**Provided material:**

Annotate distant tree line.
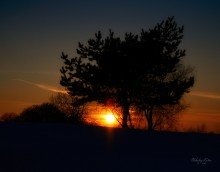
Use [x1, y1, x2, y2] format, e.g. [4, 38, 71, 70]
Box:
[1, 17, 194, 130]
[60, 17, 194, 130]
[0, 93, 86, 124]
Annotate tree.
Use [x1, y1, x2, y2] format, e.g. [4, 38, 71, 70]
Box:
[50, 93, 87, 124]
[16, 103, 67, 123]
[60, 17, 194, 129]
[0, 112, 18, 122]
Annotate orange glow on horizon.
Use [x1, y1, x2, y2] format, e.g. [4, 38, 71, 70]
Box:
[105, 113, 115, 124]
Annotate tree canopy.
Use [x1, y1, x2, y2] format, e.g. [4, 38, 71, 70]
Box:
[60, 17, 194, 129]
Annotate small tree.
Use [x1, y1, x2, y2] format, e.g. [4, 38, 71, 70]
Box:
[50, 93, 87, 124]
[0, 112, 18, 122]
[60, 17, 194, 129]
[16, 103, 67, 123]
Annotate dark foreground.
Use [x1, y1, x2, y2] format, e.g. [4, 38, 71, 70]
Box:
[0, 123, 220, 172]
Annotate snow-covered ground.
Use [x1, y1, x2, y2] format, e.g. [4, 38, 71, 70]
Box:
[0, 123, 220, 172]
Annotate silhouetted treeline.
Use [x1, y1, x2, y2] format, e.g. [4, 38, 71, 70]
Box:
[60, 17, 194, 130]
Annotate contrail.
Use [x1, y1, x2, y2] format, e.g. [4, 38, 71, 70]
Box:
[13, 78, 68, 94]
[189, 91, 220, 100]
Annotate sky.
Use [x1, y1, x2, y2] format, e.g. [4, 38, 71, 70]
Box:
[0, 0, 220, 132]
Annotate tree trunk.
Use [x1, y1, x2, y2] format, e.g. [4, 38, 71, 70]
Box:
[122, 104, 129, 128]
[148, 107, 153, 131]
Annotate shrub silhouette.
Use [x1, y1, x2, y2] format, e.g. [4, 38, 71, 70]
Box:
[50, 93, 87, 124]
[60, 17, 194, 130]
[16, 103, 67, 123]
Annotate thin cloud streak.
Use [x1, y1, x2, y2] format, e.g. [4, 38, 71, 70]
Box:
[189, 91, 220, 100]
[13, 78, 68, 94]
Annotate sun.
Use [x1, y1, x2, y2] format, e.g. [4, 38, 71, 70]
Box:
[105, 113, 115, 124]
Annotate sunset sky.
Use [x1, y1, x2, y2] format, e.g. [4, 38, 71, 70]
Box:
[0, 0, 220, 133]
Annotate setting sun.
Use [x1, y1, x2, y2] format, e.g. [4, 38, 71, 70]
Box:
[105, 113, 115, 124]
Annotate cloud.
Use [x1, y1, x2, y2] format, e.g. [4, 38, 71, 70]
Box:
[13, 78, 68, 94]
[190, 91, 220, 100]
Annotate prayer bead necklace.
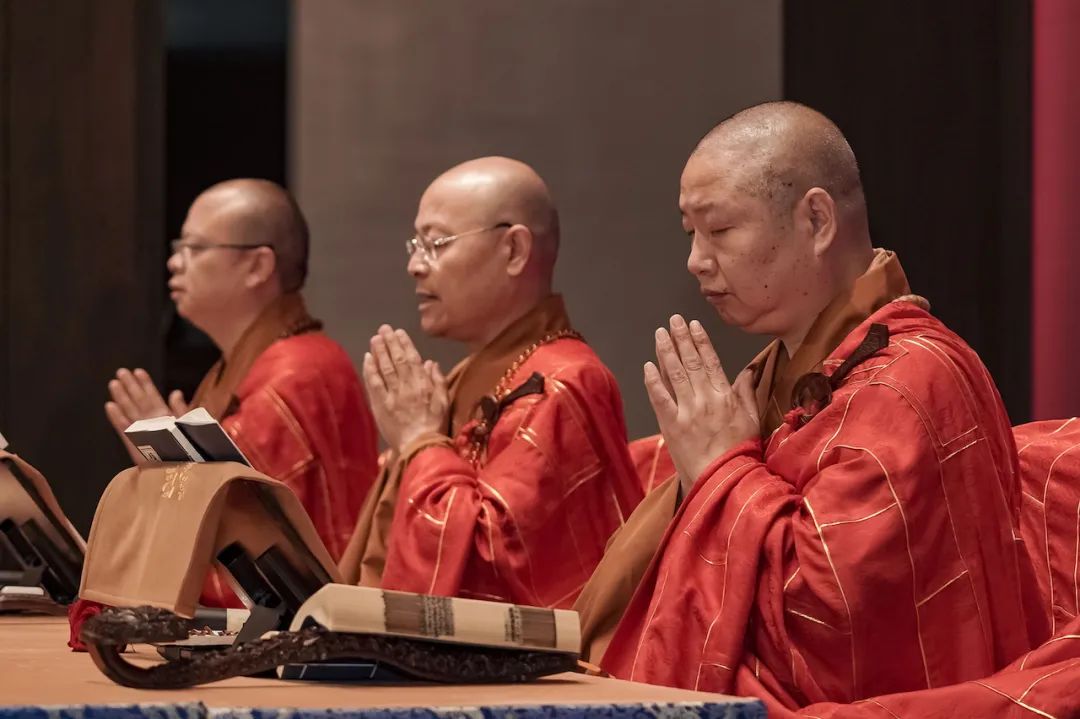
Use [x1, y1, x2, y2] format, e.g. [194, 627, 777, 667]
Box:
[468, 329, 585, 466]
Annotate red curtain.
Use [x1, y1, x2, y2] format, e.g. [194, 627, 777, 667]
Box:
[1032, 0, 1080, 419]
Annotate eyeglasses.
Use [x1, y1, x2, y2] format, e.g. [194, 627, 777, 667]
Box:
[405, 222, 513, 262]
[168, 238, 273, 255]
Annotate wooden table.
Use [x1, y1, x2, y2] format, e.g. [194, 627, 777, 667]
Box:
[0, 616, 765, 719]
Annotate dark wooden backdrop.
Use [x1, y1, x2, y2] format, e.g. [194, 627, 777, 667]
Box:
[784, 0, 1031, 423]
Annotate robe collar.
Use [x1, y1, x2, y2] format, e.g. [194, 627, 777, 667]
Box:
[448, 295, 570, 437]
[191, 293, 322, 420]
[751, 249, 912, 437]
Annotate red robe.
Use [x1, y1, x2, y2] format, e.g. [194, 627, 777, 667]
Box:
[200, 333, 378, 607]
[603, 301, 1049, 716]
[629, 434, 675, 494]
[382, 338, 642, 607]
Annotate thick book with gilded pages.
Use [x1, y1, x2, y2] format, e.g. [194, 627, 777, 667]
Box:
[124, 407, 251, 466]
[289, 584, 581, 654]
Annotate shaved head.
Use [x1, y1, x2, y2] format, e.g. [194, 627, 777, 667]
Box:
[407, 157, 559, 349]
[195, 179, 310, 293]
[693, 101, 865, 213]
[679, 103, 874, 353]
[421, 157, 559, 266]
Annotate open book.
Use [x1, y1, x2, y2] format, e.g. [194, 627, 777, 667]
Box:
[124, 407, 251, 466]
[278, 584, 581, 683]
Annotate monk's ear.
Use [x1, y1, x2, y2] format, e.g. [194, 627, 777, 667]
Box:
[244, 247, 278, 288]
[799, 187, 837, 257]
[504, 225, 536, 277]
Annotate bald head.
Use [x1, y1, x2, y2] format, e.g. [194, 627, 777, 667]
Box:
[421, 157, 559, 270]
[195, 179, 310, 293]
[692, 101, 865, 214]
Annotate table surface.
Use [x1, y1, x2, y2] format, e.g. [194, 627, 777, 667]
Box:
[0, 616, 764, 716]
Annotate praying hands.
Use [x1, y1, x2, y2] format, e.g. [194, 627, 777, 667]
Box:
[364, 325, 449, 450]
[645, 314, 760, 496]
[105, 369, 189, 464]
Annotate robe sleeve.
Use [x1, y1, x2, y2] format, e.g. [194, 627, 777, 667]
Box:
[604, 384, 1029, 703]
[383, 371, 625, 607]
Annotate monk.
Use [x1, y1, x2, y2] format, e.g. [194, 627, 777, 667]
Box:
[72, 179, 378, 643]
[579, 103, 1080, 717]
[341, 158, 642, 607]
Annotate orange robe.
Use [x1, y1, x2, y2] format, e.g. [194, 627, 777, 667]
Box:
[603, 301, 1049, 716]
[342, 296, 643, 607]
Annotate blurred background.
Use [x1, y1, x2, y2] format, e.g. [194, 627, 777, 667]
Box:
[0, 0, 1080, 532]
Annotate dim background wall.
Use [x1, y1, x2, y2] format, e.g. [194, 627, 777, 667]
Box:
[289, 0, 782, 436]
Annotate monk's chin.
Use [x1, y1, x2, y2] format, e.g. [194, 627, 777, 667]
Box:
[420, 313, 446, 339]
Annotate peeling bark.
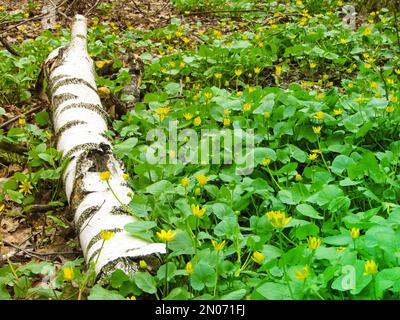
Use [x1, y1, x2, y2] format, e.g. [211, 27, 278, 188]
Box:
[39, 15, 165, 274]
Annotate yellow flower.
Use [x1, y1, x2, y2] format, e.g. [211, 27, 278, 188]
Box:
[18, 179, 33, 196]
[385, 106, 394, 113]
[154, 107, 171, 121]
[294, 265, 310, 281]
[243, 103, 251, 112]
[275, 65, 282, 77]
[235, 69, 243, 78]
[350, 228, 360, 239]
[183, 113, 193, 120]
[100, 230, 115, 241]
[157, 230, 176, 241]
[251, 251, 265, 264]
[99, 171, 111, 181]
[139, 260, 147, 270]
[185, 261, 193, 274]
[211, 240, 226, 251]
[313, 126, 322, 134]
[333, 108, 343, 116]
[193, 117, 201, 127]
[196, 174, 208, 186]
[364, 63, 372, 69]
[307, 153, 318, 161]
[192, 204, 206, 219]
[261, 158, 271, 166]
[204, 92, 212, 100]
[18, 114, 26, 126]
[307, 237, 321, 250]
[363, 26, 372, 36]
[181, 178, 189, 188]
[63, 267, 74, 281]
[363, 260, 378, 276]
[266, 211, 292, 228]
[314, 111, 325, 120]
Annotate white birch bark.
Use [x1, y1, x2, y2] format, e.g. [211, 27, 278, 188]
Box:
[44, 15, 165, 274]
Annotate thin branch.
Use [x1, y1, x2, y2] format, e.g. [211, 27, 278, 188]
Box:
[0, 106, 43, 129]
[0, 37, 20, 57]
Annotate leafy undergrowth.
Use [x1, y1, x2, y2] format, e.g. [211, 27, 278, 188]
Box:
[0, 1, 400, 299]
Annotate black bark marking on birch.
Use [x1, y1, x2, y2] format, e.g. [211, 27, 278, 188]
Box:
[50, 78, 97, 95]
[61, 142, 100, 161]
[55, 120, 87, 140]
[51, 93, 78, 109]
[75, 206, 101, 234]
[85, 228, 124, 260]
[56, 102, 110, 123]
[110, 206, 131, 216]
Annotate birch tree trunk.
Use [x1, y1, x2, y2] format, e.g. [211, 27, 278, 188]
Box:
[43, 15, 165, 274]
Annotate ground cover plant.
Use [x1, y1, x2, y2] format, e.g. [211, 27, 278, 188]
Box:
[0, 0, 400, 300]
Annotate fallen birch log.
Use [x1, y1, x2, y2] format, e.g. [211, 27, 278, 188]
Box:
[42, 15, 165, 274]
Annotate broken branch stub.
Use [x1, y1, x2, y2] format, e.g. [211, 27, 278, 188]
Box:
[43, 15, 165, 274]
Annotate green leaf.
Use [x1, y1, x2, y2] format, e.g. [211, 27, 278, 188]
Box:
[134, 271, 157, 294]
[190, 262, 217, 290]
[88, 284, 125, 300]
[255, 282, 290, 300]
[296, 204, 323, 219]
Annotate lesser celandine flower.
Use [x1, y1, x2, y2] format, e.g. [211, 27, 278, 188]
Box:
[307, 237, 321, 250]
[363, 260, 378, 276]
[211, 240, 226, 251]
[314, 111, 325, 120]
[193, 117, 201, 127]
[196, 174, 208, 186]
[251, 251, 265, 264]
[18, 179, 33, 196]
[139, 260, 147, 270]
[294, 265, 310, 281]
[313, 126, 322, 134]
[183, 113, 193, 120]
[243, 103, 251, 112]
[185, 261, 193, 274]
[100, 230, 115, 241]
[350, 228, 360, 239]
[275, 65, 282, 77]
[191, 204, 206, 219]
[154, 107, 171, 121]
[266, 211, 292, 229]
[157, 230, 176, 242]
[307, 153, 318, 161]
[261, 158, 271, 166]
[63, 267, 74, 281]
[235, 69, 243, 78]
[181, 178, 189, 188]
[333, 108, 343, 116]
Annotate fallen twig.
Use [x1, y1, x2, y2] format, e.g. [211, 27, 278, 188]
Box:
[0, 106, 43, 129]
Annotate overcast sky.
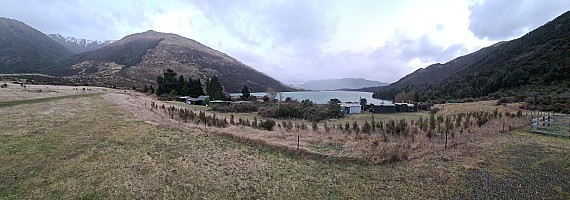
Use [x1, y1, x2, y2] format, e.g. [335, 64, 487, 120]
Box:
[0, 0, 570, 83]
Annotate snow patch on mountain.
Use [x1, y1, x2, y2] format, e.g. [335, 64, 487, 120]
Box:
[46, 34, 116, 53]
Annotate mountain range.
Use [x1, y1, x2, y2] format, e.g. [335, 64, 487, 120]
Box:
[46, 34, 116, 53]
[370, 11, 570, 113]
[0, 18, 294, 92]
[294, 78, 388, 90]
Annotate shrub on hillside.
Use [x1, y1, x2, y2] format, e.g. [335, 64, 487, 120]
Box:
[259, 119, 275, 131]
[212, 104, 259, 113]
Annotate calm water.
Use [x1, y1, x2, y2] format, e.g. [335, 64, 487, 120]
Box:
[230, 91, 392, 105]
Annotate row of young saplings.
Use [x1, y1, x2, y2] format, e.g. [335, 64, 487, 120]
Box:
[150, 102, 523, 139]
[150, 102, 275, 131]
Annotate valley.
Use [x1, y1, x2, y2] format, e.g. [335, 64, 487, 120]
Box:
[0, 85, 570, 199]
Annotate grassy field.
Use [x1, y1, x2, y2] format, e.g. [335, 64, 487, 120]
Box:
[0, 87, 570, 199]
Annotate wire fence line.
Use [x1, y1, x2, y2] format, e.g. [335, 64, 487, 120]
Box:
[530, 112, 570, 137]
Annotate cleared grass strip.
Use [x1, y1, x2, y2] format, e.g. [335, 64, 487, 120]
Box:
[0, 93, 103, 108]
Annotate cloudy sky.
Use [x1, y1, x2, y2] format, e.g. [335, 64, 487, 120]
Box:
[0, 0, 570, 83]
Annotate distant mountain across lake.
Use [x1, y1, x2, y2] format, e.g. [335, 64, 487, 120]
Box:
[230, 91, 392, 105]
[293, 78, 389, 90]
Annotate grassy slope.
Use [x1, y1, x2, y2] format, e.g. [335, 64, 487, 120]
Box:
[0, 96, 570, 199]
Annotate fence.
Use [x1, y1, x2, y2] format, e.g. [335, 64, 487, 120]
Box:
[530, 112, 570, 137]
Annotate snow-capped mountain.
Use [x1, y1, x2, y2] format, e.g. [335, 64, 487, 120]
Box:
[46, 34, 115, 53]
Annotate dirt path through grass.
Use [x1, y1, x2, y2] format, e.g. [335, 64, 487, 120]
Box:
[0, 90, 569, 199]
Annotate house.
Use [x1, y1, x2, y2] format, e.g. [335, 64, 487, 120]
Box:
[186, 96, 209, 106]
[178, 96, 192, 102]
[370, 104, 397, 114]
[340, 102, 362, 115]
[382, 103, 418, 113]
[230, 101, 253, 105]
[394, 103, 408, 112]
[210, 100, 230, 107]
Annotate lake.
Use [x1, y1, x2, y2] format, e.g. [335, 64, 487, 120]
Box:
[230, 91, 392, 105]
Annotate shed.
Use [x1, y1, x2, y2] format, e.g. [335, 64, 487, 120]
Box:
[408, 103, 418, 112]
[178, 96, 192, 102]
[340, 102, 362, 115]
[230, 101, 253, 105]
[210, 100, 230, 107]
[370, 104, 397, 114]
[186, 96, 209, 106]
[394, 103, 408, 112]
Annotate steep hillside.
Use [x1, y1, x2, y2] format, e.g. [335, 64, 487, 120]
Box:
[57, 31, 292, 92]
[295, 78, 388, 90]
[0, 17, 72, 73]
[375, 12, 570, 112]
[47, 34, 115, 53]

**Your task:**
Convert the lines between the one containing "Annotate mountain range." and the one containing "[46, 34, 115, 53]", inclusive, into a numbered list, omitting any blank lines. Include only those lines.

**Final result:**
1. Annotate mountain range.
2. Use [x1, y1, x2, y2] format, e.g. [335, 64, 487, 120]
3. Box:
4. [46, 34, 116, 53]
5. [370, 11, 570, 113]
6. [0, 18, 294, 92]
7. [294, 78, 388, 90]
8. Annotate shrub on hillside.
9. Use [x1, y1, x2, y2] format, e.g. [335, 64, 487, 120]
10. Box:
11. [259, 119, 275, 131]
12. [212, 104, 259, 113]
13. Annotate calm water.
14. Use [x1, y1, x2, y2] format, e.g. [335, 64, 487, 120]
15. Box:
16. [230, 91, 392, 105]
17. Annotate row of young saplings.
18. Use [x1, y1, x2, y2] format, e.g. [335, 64, 487, 120]
19. Box:
20. [150, 102, 523, 139]
21. [150, 102, 275, 131]
22. Annotate valley.
23. Use [x1, y1, x2, y2] format, e.g. [335, 64, 487, 120]
24. Box:
25. [0, 85, 570, 199]
26. Annotate grassy field.
27. Use [x1, y1, x2, y2] format, e.g. [335, 64, 487, 120]
28. Box:
29. [0, 87, 570, 199]
30. Annotate wire fence line.
31. Use [x1, y1, x2, y2] format, e.g. [335, 64, 487, 120]
32. Box:
33. [530, 112, 570, 137]
34. Annotate cleared grass strip.
35. Use [x1, y1, x2, y2] format, e.g. [335, 64, 487, 120]
36. Box:
37. [0, 93, 103, 108]
38. Annotate cloudy sky.
39. Use [x1, y1, x2, y2] format, e.g. [335, 64, 487, 120]
40. Box:
41. [0, 0, 570, 83]
42. Annotate distant mountain across lake.
43. Use [x1, y1, x2, y2] format, e.g. [335, 64, 487, 120]
44. Box:
45. [230, 91, 392, 105]
46. [293, 78, 389, 90]
47. Annotate grassy slope.
48. Use [x1, y1, x2, y2] format, e.g. [335, 64, 487, 120]
49. Box:
50. [0, 96, 570, 199]
51. Annotate fence.
52. Use [x1, y1, x2, y2] format, e.g. [335, 64, 487, 120]
53. Box:
54. [530, 112, 570, 137]
55. Annotate snow-capped mountain.
56. Use [x1, y1, x2, y2] format, e.g. [335, 64, 487, 120]
57. Box:
58. [46, 34, 115, 53]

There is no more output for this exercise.